● Exercise description:
Rewrite the lines below as a numbered list, from the first line through the line holding "positive clicks: (777, 440)", both included, skipping any blank lines. Leave the pictures out.

________________________________________

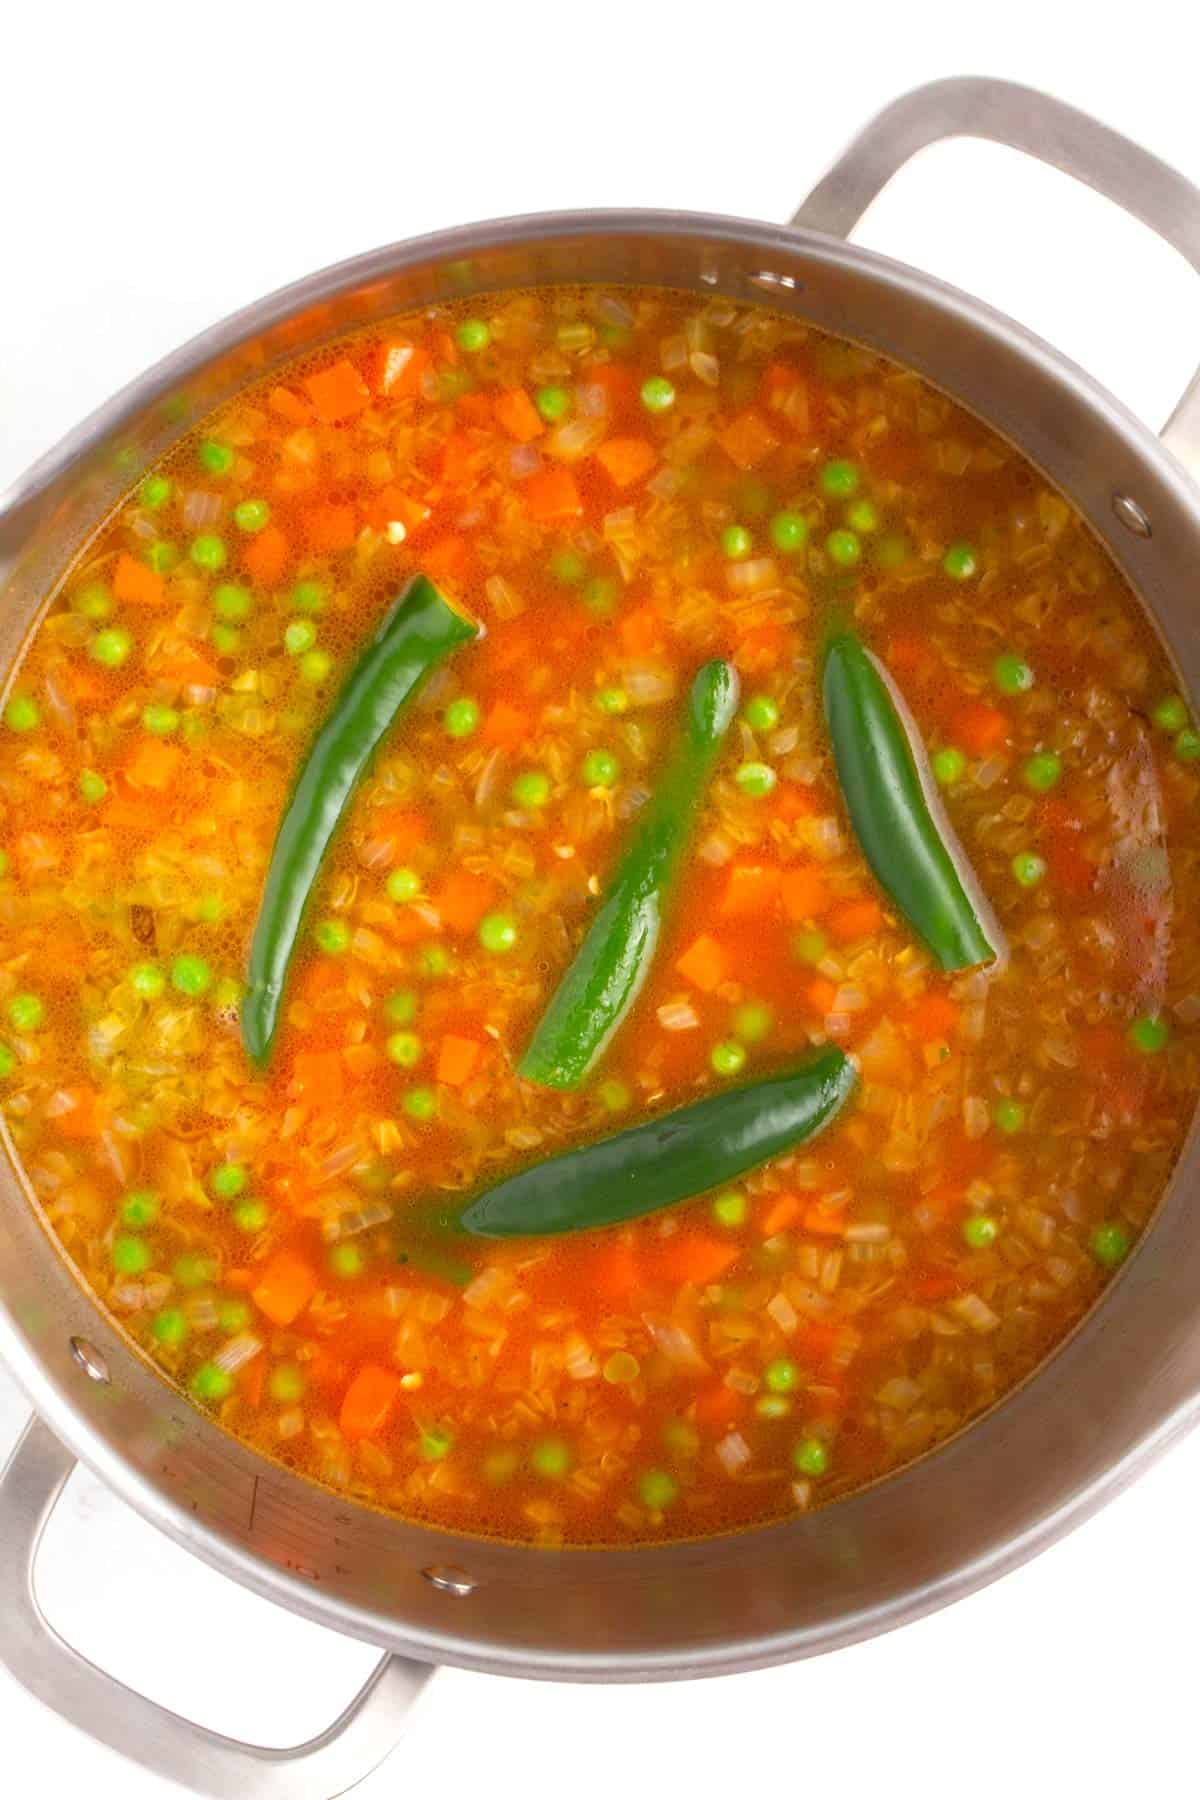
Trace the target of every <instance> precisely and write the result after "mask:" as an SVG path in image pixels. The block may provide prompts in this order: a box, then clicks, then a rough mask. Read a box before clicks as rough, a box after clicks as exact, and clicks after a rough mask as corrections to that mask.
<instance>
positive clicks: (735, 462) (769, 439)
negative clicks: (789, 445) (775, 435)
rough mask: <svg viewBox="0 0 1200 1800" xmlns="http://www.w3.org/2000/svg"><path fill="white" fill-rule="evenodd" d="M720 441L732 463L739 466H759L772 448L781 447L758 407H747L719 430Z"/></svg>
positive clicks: (777, 440)
mask: <svg viewBox="0 0 1200 1800" xmlns="http://www.w3.org/2000/svg"><path fill="white" fill-rule="evenodd" d="M716 441H718V443H720V446H721V450H723V452H725V455H727V457H729V459H730V463H736V464H738V468H757V464H759V463H763V461H765V459H766V457H768V455H770V454H772V450H777V448H779V439H777V437H775V434H774V430H772V428H770V425H768V423H766V419H765V418H763V414H761V412H757V409H756V407H747V410H745V412H739V414H738V418H736V419H730V423H729V425H727V427H725V430H723V432H718V437H716Z"/></svg>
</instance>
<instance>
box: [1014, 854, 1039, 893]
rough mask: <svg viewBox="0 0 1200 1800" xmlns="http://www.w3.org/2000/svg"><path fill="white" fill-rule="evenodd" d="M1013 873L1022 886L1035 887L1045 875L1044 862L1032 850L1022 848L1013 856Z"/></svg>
mask: <svg viewBox="0 0 1200 1800" xmlns="http://www.w3.org/2000/svg"><path fill="white" fill-rule="evenodd" d="M1013 875H1015V877H1016V880H1018V882H1020V886H1022V887H1036V886H1038V882H1040V880H1042V877H1043V875H1045V862H1043V860H1042V857H1036V855H1034V853H1033V850H1022V851H1018V853H1016V855H1015V857H1013Z"/></svg>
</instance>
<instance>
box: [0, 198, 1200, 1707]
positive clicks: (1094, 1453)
mask: <svg viewBox="0 0 1200 1800" xmlns="http://www.w3.org/2000/svg"><path fill="white" fill-rule="evenodd" d="M561 281H606V283H660V284H666V286H676V288H693V290H696V292H702V293H703V292H721V293H729V295H732V297H734V299H738V301H750V299H757V301H763V302H765V304H768V306H774V308H777V310H781V311H790V313H797V315H799V317H804V319H808V320H811V322H815V324H819V326H822V328H826V329H829V331H840V333H844V335H847V337H851V338H856V340H858V342H862V344H867V346H871V347H873V349H880V351H883V353H887V355H891V356H894V358H896V360H900V362H903V364H909V365H910V367H916V369H918V371H919V373H923V374H925V376H927V378H928V380H932V382H936V383H937V385H939V387H943V389H945V391H948V392H950V394H952V396H954V398H955V400H959V401H963V403H964V405H968V407H972V409H973V410H975V412H979V414H981V416H984V418H986V419H988V423H991V425H993V427H995V428H999V430H1000V432H1004V434H1006V436H1007V437H1009V439H1013V441H1015V443H1016V445H1018V446H1020V448H1022V450H1024V452H1025V454H1027V455H1029V457H1031V459H1033V461H1034V463H1038V464H1040V466H1042V468H1043V470H1045V472H1047V475H1049V477H1051V479H1054V481H1056V482H1058V486H1060V488H1063V491H1067V493H1069V495H1070V497H1072V499H1074V502H1076V504H1078V506H1079V508H1081V511H1083V513H1085V515H1087V517H1088V520H1090V522H1092V526H1094V527H1096V531H1097V533H1099V536H1101V538H1105V542H1106V544H1108V547H1110V551H1112V554H1114V558H1115V560H1117V562H1119V563H1121V567H1123V569H1124V572H1126V576H1128V580H1130V581H1132V583H1133V587H1135V589H1137V590H1139V592H1141V594H1142V596H1144V599H1146V603H1148V608H1150V612H1151V616H1153V617H1155V621H1157V626H1159V630H1160V634H1162V637H1164V641H1166V643H1168V648H1169V650H1171V653H1173V657H1175V661H1177V666H1178V670H1180V679H1182V682H1184V686H1186V688H1187V689H1189V691H1193V693H1195V691H1196V689H1198V688H1200V623H1198V617H1200V614H1198V608H1196V607H1195V605H1193V603H1191V583H1193V581H1195V563H1196V549H1198V545H1200V513H1198V509H1196V497H1195V491H1193V490H1191V486H1189V484H1187V482H1186V479H1184V477H1182V475H1180V472H1178V470H1177V468H1175V466H1173V464H1171V463H1169V461H1168V459H1166V457H1164V455H1162V452H1159V448H1157V445H1155V441H1153V437H1150V436H1148V434H1146V432H1144V430H1142V428H1141V427H1139V425H1137V423H1135V421H1133V419H1132V418H1130V416H1128V414H1124V412H1123V410H1121V409H1119V407H1117V405H1115V401H1110V400H1108V398H1106V396H1105V394H1101V392H1099V391H1097V389H1094V387H1092V385H1090V383H1088V382H1087V380H1085V378H1083V376H1079V374H1078V373H1076V371H1072V369H1070V367H1069V365H1067V364H1063V362H1061V360H1060V358H1056V356H1054V355H1052V353H1051V351H1047V349H1045V347H1043V346H1040V344H1038V342H1036V340H1033V338H1029V337H1027V335H1025V333H1022V331H1020V329H1018V328H1016V326H1011V324H1009V322H1006V320H1002V319H999V317H997V315H991V313H988V311H986V310H984V308H979V306H977V304H975V302H970V301H964V299H963V297H961V295H955V293H954V292H952V290H946V288H943V286H939V284H937V283H934V281H930V279H927V277H921V275H916V274H912V272H909V270H903V268H898V266H896V265H891V263H885V261H883V259H880V257H871V256H867V254H864V252H858V250H851V248H847V247H846V245H840V243H835V241H829V239H820V238H811V236H804V234H797V232H790V230H783V229H774V227H759V225H743V223H738V221H721V220H709V218H700V216H696V218H691V216H685V214H660V216H657V214H590V216H579V218H576V216H565V218H549V220H522V221H511V223H507V225H497V227H482V229H473V230H462V232H450V234H444V236H441V238H437V239H425V241H417V243H414V245H407V247H399V248H392V250H383V252H376V254H372V256H369V257H362V259H358V261H356V263H353V265H344V266H340V268H336V270H329V272H326V274H324V275H317V277H313V279H311V281H308V283H302V284H300V286H299V288H293V290H284V292H282V293H279V295H273V297H270V299H268V301H264V302H261V304H259V306H255V308H250V310H248V311H246V313H243V315H237V317H236V319H232V320H228V322H227V324H225V326H219V328H216V329H214V331H210V333H207V335H205V337H203V338H198V340H194V344H191V346H187V347H185V349H184V351H180V353H176V355H175V356H173V358H169V360H167V362H166V364H162V365H158V369H155V371H151V374H149V376H148V378H144V380H142V382H140V383H135V389H130V391H126V394H122V396H117V400H115V401H113V403H110V407H106V409H103V412H101V414H97V416H95V418H94V419H90V421H86V425H85V427H81V428H79V432H77V434H76V436H74V437H72V439H70V441H68V443H67V445H65V446H61V450H59V452H52V455H50V457H47V459H45V463H43V464H41V466H40V468H38V470H34V472H32V475H31V481H29V482H27V486H25V488H23V490H20V491H18V493H16V495H14V497H13V499H11V504H9V508H7V511H5V513H2V515H0V578H7V598H5V605H4V608H0V668H2V670H7V668H9V666H11V662H13V659H14V655H16V653H18V650H20V644H22V643H23V637H25V634H27V632H29V626H31V623H32V621H34V617H36V614H38V610H40V607H41V605H43V599H45V596H47V592H49V590H50V589H52V587H54V583H56V581H58V578H59V574H61V571H63V567H65V565H67V563H68V562H70V558H72V554H74V553H76V551H77V547H79V545H81V544H83V542H85V540H86V538H88V536H90V533H92V531H94V529H95V526H97V524H99V520H101V518H103V517H104V515H106V513H108V511H110V509H112V506H115V504H117V500H119V499H121V495H122V493H124V491H126V490H128V488H130V484H131V482H135V481H137V479H139V475H140V472H142V470H144V468H146V464H148V463H151V461H153V459H155V457H157V455H160V454H162V452H164V448H167V446H169V445H171V443H173V441H175V439H176V437H178V436H180V434H182V432H185V430H187V428H189V427H191V425H193V423H194V421H196V419H198V418H201V416H203V414H205V412H209V410H210V409H212V407H216V405H219V403H221V401H223V400H227V398H228V396H230V394H232V392H236V391H237V389H239V387H243V385H245V383H246V382H250V380H255V378H257V376H259V374H263V373H264V371H266V369H270V367H272V365H275V364H279V362H282V360H286V358H290V356H293V355H297V353H302V351H306V349H309V347H315V346H318V344H322V342H326V340H329V338H331V337H336V335H338V333H342V331H347V329H351V328H354V326H362V324H367V322H371V320H372V319H381V317H387V315H389V313H396V311H405V310H410V308H414V306H423V304H428V302H434V301H439V299H446V297H461V295H466V293H475V292H488V290H497V288H511V286H529V284H536V283H561ZM1115 495H1130V497H1132V499H1135V500H1137V504H1139V506H1141V508H1142V509H1144V513H1146V517H1148V520H1150V531H1151V535H1150V536H1137V535H1133V533H1130V531H1128V529H1126V527H1124V526H1123V524H1119V520H1117V517H1115V513H1114V504H1112V502H1114V497H1115ZM9 1161H11V1159H9ZM1195 1161H1196V1147H1195V1132H1193V1139H1191V1141H1189V1147H1187V1154H1186V1157H1184V1161H1182V1165H1180V1170H1178V1174H1177V1179H1175V1183H1173V1188H1171V1192H1169V1195H1168V1199H1166V1202H1164V1206H1162V1211H1160V1215H1159V1220H1157V1222H1155V1226H1153V1229H1151V1233H1150V1235H1148V1238H1146V1242H1144V1246H1142V1247H1141V1249H1139V1253H1137V1256H1133V1258H1132V1262H1130V1265H1128V1267H1126V1269H1124V1273H1123V1274H1121V1278H1119V1280H1117V1282H1115V1283H1114V1287H1112V1289H1110V1292H1108V1296H1106V1298H1105V1301H1103V1305H1101V1307H1099V1309H1097V1310H1096V1312H1094V1314H1092V1316H1090V1318H1088V1319H1085V1323H1083V1325H1081V1327H1079V1330H1078V1332H1076V1334H1074V1336H1072V1337H1070V1339H1069V1343H1067V1345H1065V1346H1063V1348H1060V1352H1058V1354H1056V1355H1054V1357H1052V1359H1051V1361H1049V1363H1047V1364H1045V1366H1043V1368H1042V1372H1040V1373H1038V1375H1036V1377H1034V1379H1033V1381H1031V1382H1027V1384H1025V1386H1024V1388H1022V1390H1020V1391H1018V1393H1016V1395H1013V1397H1009V1400H1006V1402H1004V1404H1000V1406H999V1408H997V1409H995V1411H993V1413H991V1415H990V1417H988V1418H986V1420H982V1422H981V1424H977V1426H973V1427H972V1429H970V1431H968V1433H964V1435H963V1436H961V1438H957V1440H954V1442H952V1444H948V1445H945V1447H943V1449H941V1451H937V1453H934V1454H930V1456H927V1458H925V1460H923V1462H919V1463H916V1465H914V1467H910V1469H909V1471H905V1472H903V1474H900V1476H894V1478H892V1480H889V1481H887V1483H882V1485H876V1487H874V1489H869V1490H864V1492H862V1494H856V1496H853V1498H851V1499H846V1501H840V1503H837V1505H835V1507H831V1508H829V1510H826V1512H817V1514H813V1516H810V1517H801V1519H797V1521H795V1523H788V1525H781V1526H768V1528H763V1530H757V1532H752V1534H743V1535H739V1537H734V1539H718V1541H711V1543H707V1544H691V1546H676V1548H664V1550H651V1552H648V1550H642V1552H554V1553H552V1552H534V1550H524V1548H515V1546H504V1544H489V1543H479V1541H471V1539H461V1537H453V1535H450V1534H443V1532H434V1530H425V1528H417V1526H408V1525H403V1523H399V1521H394V1519H387V1517H381V1516H378V1514H372V1512H369V1510H365V1508H362V1507H358V1505H354V1503H351V1501H347V1499H345V1498H342V1496H335V1494H326V1492H322V1490H318V1489H315V1487H311V1485H309V1483H306V1481H300V1480H299V1478H295V1476H291V1474H288V1472H286V1471H281V1469H275V1467H273V1465H270V1463H266V1462H264V1460H263V1458H259V1456H255V1454H254V1453H250V1451H248V1449H245V1447H243V1445H239V1444H236V1442H234V1440H232V1438H228V1436H225V1435H223V1433H221V1431H219V1429H216V1427H214V1426H212V1424H210V1422H209V1420H207V1418H203V1417H200V1415H198V1413H194V1411H193V1409H191V1406H189V1404H187V1402H185V1400H184V1399H182V1397H180V1395H176V1393H175V1391H171V1390H169V1388H167V1386H166V1384H164V1382H162V1381H160V1379H158V1377H157V1375H155V1373H153V1372H151V1370H149V1368H148V1366H146V1364H144V1363H142V1361H140V1359H139V1357H137V1355H135V1354H133V1352H131V1350H130V1346H128V1345H126V1343H124V1339H122V1337H121V1336H119V1334H117V1332H115V1330H113V1327H112V1325H110V1323H108V1321H106V1319H104V1318H103V1316H101V1314H99V1312H97V1309H95V1307H94V1303H92V1301H90V1298H88V1296H86V1292H85V1291H83V1289H81V1287H79V1285H77V1282H76V1280H74V1276H72V1274H70V1271H68V1267H67V1265H65V1264H63V1260H61V1258H59V1256H58V1253H56V1251H54V1249H52V1246H50V1244H49V1240H47V1237H45V1235H43V1231H41V1228H40V1224H38V1220H36V1217H34V1211H32V1208H31V1204H29V1199H27V1193H25V1192H23V1183H22V1177H20V1175H18V1172H16V1170H14V1168H13V1166H4V1168H0V1354H4V1355H5V1357H7V1359H9V1361H11V1364H13V1368H14V1370H16V1373H18V1377H20V1379H22V1381H23V1382H25V1386H27V1390H29V1393H31V1399H32V1400H34V1404H36V1406H38V1409H40V1411H41V1413H43V1417H47V1420H49V1422H50V1426H52V1427H54V1429H56V1431H59V1435H61V1436H63V1438H65V1440H67V1442H68V1444H70V1447H72V1449H74V1451H76V1453H79V1454H83V1456H85V1460H86V1462H88V1463H90V1465H92V1467H94V1469H95V1471H97V1472H99V1474H101V1476H103V1478H104V1480H108V1481H110V1485H112V1487H115V1489H117V1490H119V1492H122V1494H124V1496H126V1498H128V1499H131V1501H133V1503H135V1505H137V1507H139V1508H140V1510H142V1512H146V1514H148V1516H149V1517H151V1519H153V1521H157V1523H158V1525H162V1526H164V1528H166V1530H169V1532H171V1534H173V1535H175V1537H178V1539H180V1541H182V1543H185V1544H189V1546H191V1548H194V1550H196V1552H198V1553H200V1555H203V1557H207V1559H209V1561H212V1562H216V1564H219V1566H223V1568H225V1570H227V1571H228V1573H234V1575H237V1577H239V1579H243V1580H246V1582H248V1584H250V1586H254V1588H257V1589H259V1591H264V1593H268V1595H272V1597H273V1598H279V1600H282V1602H284V1604H288V1606H291V1607H293V1609H297V1611H302V1613H308V1615H311V1616H315V1618H320V1620H322V1622H326V1624H331V1625H338V1627H342V1629H347V1631H354V1633H358V1634H362V1636H365V1638H371V1640H372V1642H378V1643H385V1645H392V1647H396V1649H401V1651H407V1652H410V1654H417V1656H426V1658H437V1660H450V1661H457V1663H464V1665H473V1667H493V1669H507V1670H511V1672H520V1674H578V1676H581V1678H606V1679H613V1678H622V1676H628V1678H646V1676H671V1674H687V1672H703V1670H718V1669H729V1667H747V1665H752V1663H759V1661H770V1660H783V1658H786V1656H797V1654H808V1652H813V1651H819V1649H829V1647H833V1645H835V1643H840V1642H849V1640H851V1638H855V1636H862V1634H867V1633H869V1631H878V1629H883V1627H887V1625H891V1624H900V1622H901V1620H903V1618H910V1616H914V1615H918V1613H921V1611H927V1609H930V1607H932V1606H936V1604H941V1602H943V1600H946V1598H952V1597H955V1595H959V1593H964V1591H968V1589H970V1588H972V1586H977V1584H979V1582H981V1580H984V1579H988V1577H990V1575H993V1573H999V1571H1000V1570H1002V1568H1006V1566H1009V1564H1013V1562H1016V1561H1020V1559H1022V1557H1024V1555H1027V1553H1031V1552H1033V1550H1034V1548H1038V1546H1040V1544H1042V1543H1045V1541H1049V1537H1051V1535H1054V1534H1056V1532H1058V1530H1063V1528H1065V1526H1067V1525H1069V1523H1070V1521H1072V1517H1074V1516H1079V1514H1081V1512H1085V1510H1088V1508H1090V1507H1094V1505H1097V1503H1099V1501H1101V1499H1103V1498H1105V1494H1106V1492H1110V1490H1112V1489H1114V1487H1115V1485H1119V1483H1121V1481H1123V1480H1126V1478H1128V1476H1130V1474H1132V1472H1133V1471H1135V1467H1139V1465H1141V1462H1142V1460H1144V1458H1146V1456H1148V1454H1151V1453H1153V1451H1155V1449H1157V1447H1159V1445H1160V1444H1162V1442H1166V1438H1168V1436H1169V1433H1171V1431H1173V1429H1177V1427H1178V1426H1180V1424H1182V1422H1184V1420H1186V1418H1187V1417H1189V1413H1191V1408H1193V1397H1195V1395H1196V1391H1198V1388H1200V1334H1196V1330H1195V1301H1193V1296H1195V1294H1196V1292H1200V1226H1198V1224H1196V1220H1195V1215H1193V1211H1191V1208H1189V1195H1191V1190H1193V1186H1195ZM72 1339H83V1341H86V1343H88V1345H92V1346H94V1348H95V1350H97V1352H99V1355H101V1357H103V1361H104V1364H106V1370H108V1381H95V1379H92V1377H90V1375H88V1373H86V1372H85V1368H83V1366H81V1363H79V1359H77V1355H76V1352H74V1350H72ZM439 1566H455V1568H459V1570H464V1571H466V1575H468V1577H470V1579H471V1582H473V1584H475V1586H473V1591H470V1593H464V1595H455V1593H450V1591H446V1589H444V1588H439V1586H434V1584H432V1582H430V1580H426V1579H425V1573H423V1571H428V1570H435V1568H439Z"/></svg>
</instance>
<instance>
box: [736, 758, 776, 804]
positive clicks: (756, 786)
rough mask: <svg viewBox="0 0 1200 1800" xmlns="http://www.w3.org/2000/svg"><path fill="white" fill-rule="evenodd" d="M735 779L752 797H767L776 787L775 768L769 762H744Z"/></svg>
mask: <svg viewBox="0 0 1200 1800" xmlns="http://www.w3.org/2000/svg"><path fill="white" fill-rule="evenodd" d="M734 781H736V783H738V787H739V788H741V792H743V794H748V796H750V797H752V799H765V797H766V794H770V790H772V788H774V787H775V770H774V769H772V767H770V765H768V763H743V765H741V769H739V770H738V774H736V776H734Z"/></svg>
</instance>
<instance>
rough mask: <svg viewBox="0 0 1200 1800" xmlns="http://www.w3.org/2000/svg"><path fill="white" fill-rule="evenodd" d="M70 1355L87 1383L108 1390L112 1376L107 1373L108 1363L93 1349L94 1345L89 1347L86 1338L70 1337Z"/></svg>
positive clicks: (91, 1345) (109, 1373)
mask: <svg viewBox="0 0 1200 1800" xmlns="http://www.w3.org/2000/svg"><path fill="white" fill-rule="evenodd" d="M70 1354H72V1355H74V1359H76V1363H77V1364H79V1368H81V1370H83V1373H85V1375H86V1377H88V1381H95V1382H99V1384H101V1386H103V1388H108V1384H110V1382H112V1375H110V1373H108V1363H106V1361H104V1357H103V1355H101V1352H99V1350H97V1348H95V1345H90V1343H88V1339H86V1337H72V1339H70Z"/></svg>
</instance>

________________________________________

● Solved problem:
1. Trace the target of every <instance> precisely and write the result after "mask:" as an SVG path in image pixels. The block may provide prompts in this order: a box, then clicks, then a rough mask. Read a box before clicks as rough, a box after clicks as exact, and clicks after a rough mask as corrections to that mask.
2. <instance>
3. positive clicks: (735, 462) (769, 439)
4. negative clicks: (789, 445) (775, 435)
5. rough mask: <svg viewBox="0 0 1200 1800" xmlns="http://www.w3.org/2000/svg"><path fill="white" fill-rule="evenodd" d="M720 441L732 463L739 466H759L772 448L781 447L758 407H747L719 430Z"/></svg>
6. positive clicks: (777, 440)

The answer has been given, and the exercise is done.